━━ DATA EXTRACT ━━

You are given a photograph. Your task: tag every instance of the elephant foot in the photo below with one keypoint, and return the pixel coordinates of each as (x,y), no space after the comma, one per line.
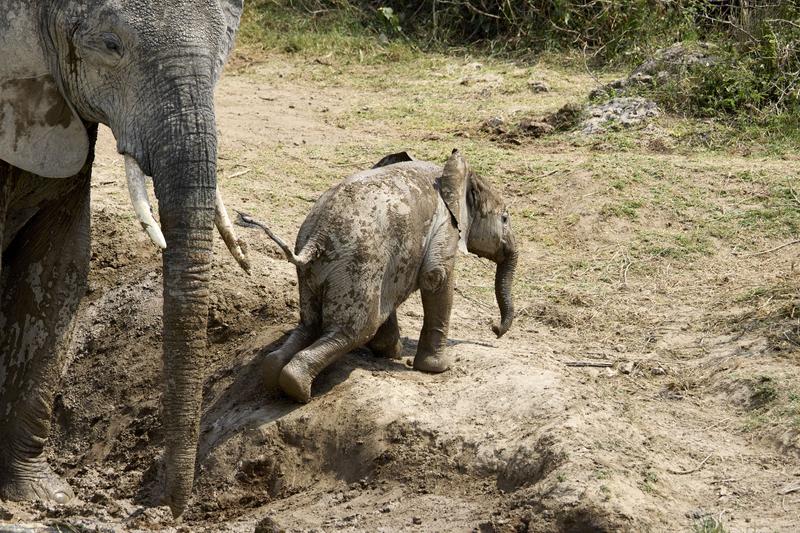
(33,482)
(433,363)
(296,382)
(393,351)
(271,369)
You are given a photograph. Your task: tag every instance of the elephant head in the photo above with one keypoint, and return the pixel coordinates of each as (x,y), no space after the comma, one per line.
(484,228)
(147,69)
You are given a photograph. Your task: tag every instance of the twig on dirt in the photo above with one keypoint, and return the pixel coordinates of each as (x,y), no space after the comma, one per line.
(596,364)
(634,382)
(692,470)
(240,173)
(791,243)
(791,487)
(794,195)
(789,339)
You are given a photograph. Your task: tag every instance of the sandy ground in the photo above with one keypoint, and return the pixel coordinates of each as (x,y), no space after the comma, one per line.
(666,438)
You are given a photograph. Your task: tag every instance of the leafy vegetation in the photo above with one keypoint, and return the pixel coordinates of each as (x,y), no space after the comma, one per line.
(755,73)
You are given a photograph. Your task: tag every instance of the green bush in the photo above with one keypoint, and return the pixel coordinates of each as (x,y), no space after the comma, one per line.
(758,42)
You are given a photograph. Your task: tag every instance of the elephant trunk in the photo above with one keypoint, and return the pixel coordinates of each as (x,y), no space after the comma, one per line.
(185,184)
(503,281)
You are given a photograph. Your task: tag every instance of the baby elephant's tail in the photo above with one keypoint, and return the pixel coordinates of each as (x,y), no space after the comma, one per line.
(245,220)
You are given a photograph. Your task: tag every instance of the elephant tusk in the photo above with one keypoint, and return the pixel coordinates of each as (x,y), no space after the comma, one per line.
(237,247)
(141,203)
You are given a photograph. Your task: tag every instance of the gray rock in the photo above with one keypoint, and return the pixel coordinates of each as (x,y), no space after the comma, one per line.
(624,112)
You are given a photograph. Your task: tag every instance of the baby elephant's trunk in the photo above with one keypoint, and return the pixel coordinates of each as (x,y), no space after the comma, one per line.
(503,280)
(308,253)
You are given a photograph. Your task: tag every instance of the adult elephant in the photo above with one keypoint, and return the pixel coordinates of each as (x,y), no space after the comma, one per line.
(147,69)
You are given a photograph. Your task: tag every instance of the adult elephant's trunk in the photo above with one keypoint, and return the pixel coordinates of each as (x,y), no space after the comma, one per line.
(184,175)
(503,280)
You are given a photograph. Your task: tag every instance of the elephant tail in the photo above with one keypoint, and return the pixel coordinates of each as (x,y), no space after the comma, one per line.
(302,259)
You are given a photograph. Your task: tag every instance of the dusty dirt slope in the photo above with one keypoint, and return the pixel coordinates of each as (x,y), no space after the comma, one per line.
(695,424)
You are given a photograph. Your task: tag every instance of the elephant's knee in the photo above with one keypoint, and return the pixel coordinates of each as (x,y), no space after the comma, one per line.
(433,279)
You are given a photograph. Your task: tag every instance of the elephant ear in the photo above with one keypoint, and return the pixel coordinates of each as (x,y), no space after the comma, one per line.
(391,159)
(39,131)
(453,188)
(232,11)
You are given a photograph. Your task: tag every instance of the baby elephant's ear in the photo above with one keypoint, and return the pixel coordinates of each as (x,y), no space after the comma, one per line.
(39,132)
(453,188)
(391,159)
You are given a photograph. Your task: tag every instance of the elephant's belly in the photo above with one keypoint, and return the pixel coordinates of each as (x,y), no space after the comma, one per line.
(22,195)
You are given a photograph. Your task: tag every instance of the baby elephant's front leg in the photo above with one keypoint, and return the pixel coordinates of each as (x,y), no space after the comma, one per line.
(386,341)
(436,287)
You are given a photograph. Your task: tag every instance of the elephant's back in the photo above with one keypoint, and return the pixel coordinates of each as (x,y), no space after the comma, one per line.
(373,226)
(378,201)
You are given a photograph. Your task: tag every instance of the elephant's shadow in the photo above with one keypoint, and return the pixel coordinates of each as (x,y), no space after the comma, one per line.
(244,403)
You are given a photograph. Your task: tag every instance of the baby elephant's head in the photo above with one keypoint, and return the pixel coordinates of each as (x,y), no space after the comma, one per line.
(485,226)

━━━

_STATED GOAL_.
Transcribe every line in the entries above, taking out only the images.

_FULL ANSWER_.
You are given a photograph. Your task: tag every instance of the elephant foot in the photo below with one keypoint, and return the pixel coordinates of each as (x,y), no space after the comma, one per line.
(33,482)
(433,363)
(296,382)
(393,351)
(271,369)
You are given a photograph. Your task: tag every instance of the elephant head in the photo above with one keypoint, and return the pixel coordinates of each as (x,y), no space after the comma, one per line.
(484,228)
(147,69)
You are given a photograph. Your task: tag every instance of the twig on dirt in the photo above with one keypoint, and return the pixel coordinates of each as (x,y), no space after the comma, one per line.
(596,364)
(634,382)
(692,470)
(240,173)
(791,243)
(791,487)
(794,195)
(789,339)
You are given a photograph. Your task: tag every instance of the sandy ground in the photo above with one keypoint, and return the pixel coordinates of each as (x,y), no space after the comma, one per line.
(666,438)
You are given a photograph. Your task: tag every instance of the leafy vegetation in the photo above with one keypoint, and return the pixel coordinates of each as (x,y), no space after the comma, one per line.
(755,73)
You are given a photograph. Your task: tag every instance of the green bush in the photo above with one keypoint, and return the pixel coordinates of each as (x,y), no space after the comma, one per line.
(758,42)
You are given a photograph. Your task: tag every instance of the elephant trunk in the photo above with one keypoint, and return the pixel coordinates of each as (x,y), no space after the comma, one per line.
(185,184)
(503,281)
You are given a photograph. Your task: tag every instance of the baby elephant's tail in the photo above with one keypoint, and return the pixel coordinates of each as (x,y), no space after the comma, one per line.
(245,220)
You are given a photograph. Your task: tag every instance of the elephant tusk in the photo above with one keypoint, and return the pixel coordinates of each as (x,y), no space after the comma, one per line.
(237,247)
(141,203)
You are given a photograph. Your task: tag every instance of the gray rock in the photo above with one keypoint, and return the pixel coordinates of each as (x,y), no space after the comma, one per line.
(624,112)
You are given a photograph. Your task: tag every instance of the baby elephant's trunk in the photo above with one keypoint, and return the pixel coordinates of each as (x,y), no space after the comma, one per line.
(503,280)
(308,253)
You are given a photograph. Your task: tag every instance of the adult elephant in the photo above with one keypoint, and return the pixel coordinates of each as (x,y), no space after the comma, one per line.
(147,69)
You are given a photograph. Your task: tag every instance of the adult elephant's trunk in the photo above with one keypoint, and return the pixel coordinates of each as (x,y), no space after the comma, one per line.
(184,175)
(503,280)
You are given a photograph. Your task: tag every instance of the elephant tail in the photo above with one keypoint, and return the pixel coordinates of each as (x,y), no space after the comma, one per line.
(302,259)
You are given a photograph. Your task: tag every instance of the dusty dirt slope in the photo above with one keypoint, and return the pixel coordinates of each as (x,y), no space after the comma, one per line.
(695,424)
You are given a photograph. Your task: tag every instance of the elephant's knee in the photo above with one keypoint, and return the pixel coordinates of each as (x,y), no space after the comma, one per line.
(433,279)
You are given a photograph. Your task: tag every instance of the elephant ear in the photo above with one keypoint, and return the pixel coordinates of each as (x,y), no space after the comma, one per line.
(391,159)
(39,131)
(453,188)
(232,11)
You are given a photograph. Your task: tag every instance of the baby elephant's ear in the photo above with one keypoint, and return the pixel coordinates of each as (x,y), no space after the comma, one per line.
(39,132)
(453,188)
(391,159)
You are given a photograph. Your task: tag every instance of the elephant's belly in the photo above with one keypoint, and return the pixel coordinates of each as (x,y), no space after the comma, one per line.
(22,195)
You are given a photograph. Your task: tag every instance of the baby elephant's front leg in the photo above with one keypoint, and return the pixel coordinates of each as (x,y), no space after the comma, one per line.
(386,341)
(436,287)
You are given a photograph. Your task: tag every instance of the elephant's back in the photo above with one keypoint, and return the pixel coordinates of each as (x,y), no space after the comma, one per line.
(373,226)
(378,201)
You are given a photograph. Your task: tag every instance of the elephant's shadow in the photo above with one keypoint, and return the pixel coordinates of each as (x,y), no space after the comma, one per line.
(244,403)
You are given a photograph. Your task: tag every instance of the baby elephant's head in the photo above with one keypoint, and return the pixel coordinates of each as (x,y), no space after the comma, one per line.
(485,226)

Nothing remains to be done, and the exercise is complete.